**WHAT YOU WILL DO:**
Print the records again, matching each line exactly.

** Opening ENTRIES SHOWN block **

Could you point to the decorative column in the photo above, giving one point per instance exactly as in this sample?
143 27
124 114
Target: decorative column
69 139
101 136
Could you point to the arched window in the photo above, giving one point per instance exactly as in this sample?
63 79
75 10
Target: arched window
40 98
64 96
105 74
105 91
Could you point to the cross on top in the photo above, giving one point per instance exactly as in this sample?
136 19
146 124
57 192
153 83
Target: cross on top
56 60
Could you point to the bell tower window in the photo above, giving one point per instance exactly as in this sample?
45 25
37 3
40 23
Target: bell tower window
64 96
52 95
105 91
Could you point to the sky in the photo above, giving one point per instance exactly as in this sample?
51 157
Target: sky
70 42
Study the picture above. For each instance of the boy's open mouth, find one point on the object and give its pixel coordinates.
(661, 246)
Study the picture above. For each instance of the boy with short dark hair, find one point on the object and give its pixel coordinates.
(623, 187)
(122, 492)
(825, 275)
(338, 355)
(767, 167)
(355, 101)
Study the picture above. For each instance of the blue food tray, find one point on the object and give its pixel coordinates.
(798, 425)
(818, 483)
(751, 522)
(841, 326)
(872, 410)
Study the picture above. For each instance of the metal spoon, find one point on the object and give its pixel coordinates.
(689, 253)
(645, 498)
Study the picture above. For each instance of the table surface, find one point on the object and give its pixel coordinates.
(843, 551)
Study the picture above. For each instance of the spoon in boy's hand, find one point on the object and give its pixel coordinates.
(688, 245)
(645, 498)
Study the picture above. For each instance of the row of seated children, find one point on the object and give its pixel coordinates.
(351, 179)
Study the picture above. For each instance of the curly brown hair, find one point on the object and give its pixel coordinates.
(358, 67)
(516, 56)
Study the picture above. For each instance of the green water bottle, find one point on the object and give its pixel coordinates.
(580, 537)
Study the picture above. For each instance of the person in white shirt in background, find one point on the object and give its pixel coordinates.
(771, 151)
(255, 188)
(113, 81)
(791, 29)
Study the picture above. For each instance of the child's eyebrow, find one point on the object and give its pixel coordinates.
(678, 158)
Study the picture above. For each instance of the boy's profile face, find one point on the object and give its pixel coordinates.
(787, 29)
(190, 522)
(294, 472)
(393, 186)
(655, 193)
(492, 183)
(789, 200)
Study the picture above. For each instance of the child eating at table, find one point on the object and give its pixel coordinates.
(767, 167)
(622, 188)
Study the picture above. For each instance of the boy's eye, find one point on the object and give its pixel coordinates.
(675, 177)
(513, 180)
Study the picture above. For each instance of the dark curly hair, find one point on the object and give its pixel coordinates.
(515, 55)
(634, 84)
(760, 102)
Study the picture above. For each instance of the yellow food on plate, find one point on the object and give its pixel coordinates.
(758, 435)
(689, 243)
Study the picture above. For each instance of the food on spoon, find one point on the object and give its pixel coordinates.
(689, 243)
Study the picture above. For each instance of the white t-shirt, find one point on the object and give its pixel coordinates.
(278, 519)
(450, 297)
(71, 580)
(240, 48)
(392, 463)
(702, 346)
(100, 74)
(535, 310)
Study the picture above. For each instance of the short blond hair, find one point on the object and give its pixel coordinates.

** Closing ENTRIES SHOWN block **

**COMPLETED TASK:**
Could you point to the decorative column in the photo above, giving one point per instance exactly as in this sample?
143 27
124 114
Target: decorative column
69 139
101 136
Could you point to the arched window in the photo above, giving one point per instance exactly as in this sample?
63 79
75 10
Target: arched window
40 98
64 96
105 74
105 91
Could you point to the cross on top in the photo above, giving one point per instance exactly as in this sample?
136 19
146 124
57 192
153 83
Target: cross on top
56 60
Could you point to the bell tower window in the photo above, giving one point per instance exactly as in this sample?
45 25
37 3
40 23
Target: bell tower window
64 96
52 95
105 91
Could you point to the sky in the photo above, giving one point per instance exactly as in this sample?
51 157
Target: sky
70 42
Study the picture above. For each instance of the boy's open mouth, find one point on the object and give its pixel coordinates.
(661, 246)
Study the picture above. For each instance of the boy with short dark hair, find one point on the object and give its pixel coordinates.
(623, 187)
(122, 492)
(825, 275)
(338, 355)
(767, 167)
(355, 101)
Study the picture above. For each instance of the blue food tray, find one point on the object and give its pixel coordinates.
(798, 425)
(818, 483)
(751, 522)
(841, 326)
(872, 410)
Study the picture above. For each instance of the metal spoon, find one point on the object and give its pixel coordinates.
(689, 253)
(645, 498)
Study the picture above. For each instance of the table surface, find one point on the object and give its pixel coordinates.
(843, 551)
Study the picture above. For each instance of the spoon in boy's hand, find one point on the object and give its pixel coordinates.
(688, 245)
(645, 498)
Study the picture above. For each instance of the row of seated children, find one point on the object and give its pixel coordinates.
(351, 179)
Study the picture above. For each instance of the curly brown hair, find one point on the object and give its pixel coordinates.
(358, 67)
(516, 56)
Study the picture above. For each instance of the green water bottle, find one point on the object and give its pixel coordinates.
(580, 537)
Study the picture above. For each instance of the person in white shirt in background, find one point on the object and give its pixel coordinates.
(771, 151)
(255, 188)
(113, 81)
(791, 29)
Study the picture above. For each instance of the child's eyebrow, find one point on the object and give its pixel coordinates.
(678, 158)
Study the picture above. For each instance of the boy's profile face, find one point on the object and give its pixel coordinates.
(787, 29)
(190, 522)
(294, 472)
(393, 186)
(655, 193)
(492, 183)
(789, 200)
Study the picture above. For each instance of the child eating at table, find one point on the object and give its pixel coordinates.
(767, 167)
(622, 188)
Study the picture above. For each instance of the boy's eye, find one point on the object and give its pixel coordinates.
(675, 177)
(513, 180)
Study the picture above. For each instance of the dark curly hair, find one point on the object and give its pixel coordinates.
(515, 55)
(634, 84)
(760, 102)
Study the picture above. For each instance of the yellow food on plate, find one point on the object and give its pixel coordinates.
(758, 435)
(689, 243)
Study the picture above. For each instance of the food on spoon, find one point on the object and give its pixel coordinates.
(689, 243)
Study the picture above. For each instance of the white t-shirt, find one point on the object and give its pixel coordinates.
(278, 519)
(450, 297)
(71, 580)
(240, 48)
(392, 463)
(702, 346)
(100, 74)
(535, 310)
Study the picture above. For each instance of the short blond hair, find one point on the object and give its pixel coordinates.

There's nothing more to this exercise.